What this task involves:
Write out all of the entries exactly, please.

====================

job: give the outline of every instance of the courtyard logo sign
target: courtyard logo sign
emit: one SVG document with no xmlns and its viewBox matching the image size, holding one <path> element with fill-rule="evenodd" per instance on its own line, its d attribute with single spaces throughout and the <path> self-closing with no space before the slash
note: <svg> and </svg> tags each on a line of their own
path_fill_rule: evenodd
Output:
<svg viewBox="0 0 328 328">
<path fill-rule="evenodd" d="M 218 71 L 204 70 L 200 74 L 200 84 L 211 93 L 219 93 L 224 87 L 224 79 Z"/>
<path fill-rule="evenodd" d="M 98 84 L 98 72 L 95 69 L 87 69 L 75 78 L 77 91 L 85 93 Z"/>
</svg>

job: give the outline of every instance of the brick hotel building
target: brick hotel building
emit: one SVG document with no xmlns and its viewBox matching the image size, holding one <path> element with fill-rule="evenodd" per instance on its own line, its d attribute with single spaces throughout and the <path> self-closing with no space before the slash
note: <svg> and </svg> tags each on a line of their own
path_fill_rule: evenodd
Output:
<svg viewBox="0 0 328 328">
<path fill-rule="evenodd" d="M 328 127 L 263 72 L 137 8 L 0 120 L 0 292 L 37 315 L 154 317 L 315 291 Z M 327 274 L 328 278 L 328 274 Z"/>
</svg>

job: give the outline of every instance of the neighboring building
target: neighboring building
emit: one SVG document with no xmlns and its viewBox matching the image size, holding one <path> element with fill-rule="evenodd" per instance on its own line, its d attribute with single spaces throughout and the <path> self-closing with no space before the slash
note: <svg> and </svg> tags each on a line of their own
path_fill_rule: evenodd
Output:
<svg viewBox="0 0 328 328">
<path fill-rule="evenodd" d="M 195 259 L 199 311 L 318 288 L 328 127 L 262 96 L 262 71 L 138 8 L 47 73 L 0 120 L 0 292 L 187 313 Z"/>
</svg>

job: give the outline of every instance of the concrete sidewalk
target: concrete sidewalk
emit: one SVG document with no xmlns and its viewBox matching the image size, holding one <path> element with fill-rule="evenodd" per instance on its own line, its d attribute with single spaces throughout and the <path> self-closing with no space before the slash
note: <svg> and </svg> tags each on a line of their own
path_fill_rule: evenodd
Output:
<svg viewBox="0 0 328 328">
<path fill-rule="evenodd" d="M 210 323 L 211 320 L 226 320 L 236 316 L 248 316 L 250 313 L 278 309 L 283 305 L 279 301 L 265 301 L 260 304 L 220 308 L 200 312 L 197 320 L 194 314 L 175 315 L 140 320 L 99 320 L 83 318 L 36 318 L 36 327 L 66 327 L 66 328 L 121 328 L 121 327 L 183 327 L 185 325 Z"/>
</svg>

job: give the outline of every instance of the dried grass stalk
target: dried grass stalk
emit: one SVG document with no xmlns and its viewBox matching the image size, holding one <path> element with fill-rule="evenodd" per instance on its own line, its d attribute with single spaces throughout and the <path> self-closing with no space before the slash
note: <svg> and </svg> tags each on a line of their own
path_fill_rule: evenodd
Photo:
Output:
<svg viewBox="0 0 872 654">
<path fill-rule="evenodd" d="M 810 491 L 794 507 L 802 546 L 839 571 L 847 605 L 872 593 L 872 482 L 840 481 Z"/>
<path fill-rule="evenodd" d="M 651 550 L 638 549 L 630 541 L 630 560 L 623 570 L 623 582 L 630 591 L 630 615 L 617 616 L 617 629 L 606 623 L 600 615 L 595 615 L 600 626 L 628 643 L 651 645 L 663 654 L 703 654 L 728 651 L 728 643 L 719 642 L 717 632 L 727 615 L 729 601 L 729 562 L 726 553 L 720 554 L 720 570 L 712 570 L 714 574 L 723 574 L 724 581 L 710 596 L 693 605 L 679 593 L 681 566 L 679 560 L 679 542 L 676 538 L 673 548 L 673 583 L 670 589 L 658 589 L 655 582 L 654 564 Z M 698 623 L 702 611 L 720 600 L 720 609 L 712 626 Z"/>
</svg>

====================

Response to this exercise:
job: give the outline of every instance of the courtyard logo sign
target: courtyard logo sign
emit: one SVG document with no xmlns and its viewBox matching the image size, holding one <path> element with fill-rule="evenodd" per instance on its own line, its d attribute with single spaces throughout and the <path> self-closing with no space before the slash
note: <svg> and </svg> tags each on a line of their own
path_fill_rule: evenodd
Output:
<svg viewBox="0 0 328 328">
<path fill-rule="evenodd" d="M 218 71 L 204 70 L 200 74 L 200 84 L 211 93 L 219 93 L 224 87 L 224 79 Z"/>
<path fill-rule="evenodd" d="M 98 84 L 98 72 L 95 69 L 87 69 L 75 78 L 77 91 L 85 93 Z"/>
</svg>

job: give the outline of every instance of the brick hotel building
target: brick hotel building
emit: one SVG document with no xmlns and its viewBox matching the image size, holding one <path> element with fill-rule="evenodd" per instance on its own line, its d attribute with single spaces throughout and the <path> self-closing with no space before the slash
note: <svg> and </svg> tags each on a line of their own
path_fill_rule: evenodd
Output:
<svg viewBox="0 0 328 328">
<path fill-rule="evenodd" d="M 328 127 L 263 72 L 137 8 L 0 120 L 0 292 L 37 315 L 154 317 L 315 291 Z M 327 274 L 328 278 L 328 274 Z"/>
</svg>

job: give the outline of every instance of the neighboring building
target: neighboring building
emit: one SVG document with no xmlns and its viewBox matching the image size, holding one <path> element with fill-rule="evenodd" per instance on its own line, its d attribute with single spaces throughout and the <path> self-closing with no space before the slash
note: <svg> and </svg> tags each on a line of their own
path_fill_rule: evenodd
Output:
<svg viewBox="0 0 328 328">
<path fill-rule="evenodd" d="M 195 259 L 199 311 L 318 288 L 328 127 L 262 96 L 262 71 L 138 8 L 47 73 L 0 120 L 0 292 L 187 313 Z"/>
</svg>

job: give the outline of every instance of the concrete sidewalk
target: concrete sidewalk
emit: one SVG document with no xmlns and its viewBox matching the image size, holding one <path> element with fill-rule="evenodd" per instance on its own line, its d attribute with single spaces throughout and the <path> self-closing with no space before the slash
note: <svg> and </svg> tags each on a line of their own
path_fill_rule: evenodd
Output:
<svg viewBox="0 0 328 328">
<path fill-rule="evenodd" d="M 210 323 L 211 320 L 226 320 L 236 316 L 248 316 L 250 313 L 278 309 L 283 305 L 279 301 L 265 301 L 260 304 L 220 308 L 200 312 L 197 320 L 194 314 L 175 315 L 140 320 L 99 320 L 83 318 L 36 318 L 36 327 L 66 327 L 66 328 L 121 328 L 121 327 L 183 327 L 185 325 Z"/>
</svg>

job: give the outline of every instance of the dried grass stalk
target: dried grass stalk
emit: one SVG document with no xmlns and its viewBox matching the image size, holding one <path> element with fill-rule="evenodd" per instance on its own line, its d attribute with single spaces throughout and the <path> self-closing with no space before the slash
note: <svg> and </svg> tags each on a line of their own
path_fill_rule: evenodd
Photo:
Output:
<svg viewBox="0 0 872 654">
<path fill-rule="evenodd" d="M 810 491 L 794 507 L 802 546 L 839 571 L 847 605 L 872 593 L 872 482 L 840 481 Z"/>
<path fill-rule="evenodd" d="M 651 550 L 638 549 L 630 541 L 630 560 L 623 570 L 623 582 L 630 591 L 630 615 L 617 616 L 617 629 L 606 623 L 600 615 L 595 615 L 600 626 L 628 643 L 651 645 L 663 654 L 703 654 L 728 651 L 728 643 L 719 642 L 717 632 L 727 615 L 729 601 L 729 562 L 726 553 L 720 554 L 720 570 L 712 570 L 714 574 L 723 574 L 724 581 L 710 596 L 693 605 L 679 593 L 681 566 L 679 560 L 679 542 L 676 538 L 673 548 L 673 583 L 670 589 L 658 589 L 655 582 L 654 564 Z M 698 623 L 702 611 L 720 600 L 720 609 L 712 626 Z"/>
</svg>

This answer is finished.